Your instructions> Give every line from the start of the data through the line containing "In every instance, a" as a Markdown table with the columns Row and Line, where Row holds the row number and Line holds the line's text. Leave out blank lines.

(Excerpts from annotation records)
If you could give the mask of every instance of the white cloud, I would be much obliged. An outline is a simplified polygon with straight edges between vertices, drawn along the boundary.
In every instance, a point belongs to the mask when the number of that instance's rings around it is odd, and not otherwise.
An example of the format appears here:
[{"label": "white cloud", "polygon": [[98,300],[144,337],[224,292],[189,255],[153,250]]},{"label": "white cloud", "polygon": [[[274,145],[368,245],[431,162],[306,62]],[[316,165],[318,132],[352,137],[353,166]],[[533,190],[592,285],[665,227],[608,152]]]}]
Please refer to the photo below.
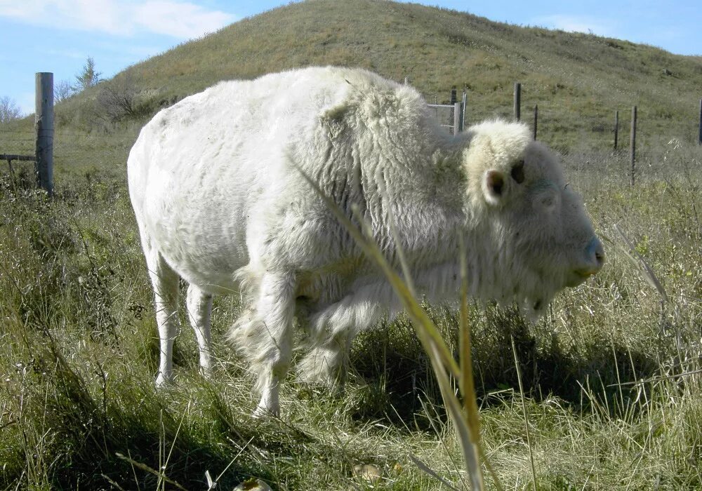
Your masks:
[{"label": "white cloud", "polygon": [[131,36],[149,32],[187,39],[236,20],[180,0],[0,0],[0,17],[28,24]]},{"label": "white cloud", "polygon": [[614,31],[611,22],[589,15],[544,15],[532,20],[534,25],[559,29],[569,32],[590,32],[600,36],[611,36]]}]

Written response>
| Row | Line |
|---|---|
| 1 | If you could give the mask of every instance of the white cloud, I would be much obliged. An outline is a simplified polygon with straight edges between vertices, drawn along the boundary. |
| 2 | In every instance, a point belongs to the mask when the number of that instance's rings around it is odd, and not otherwise. |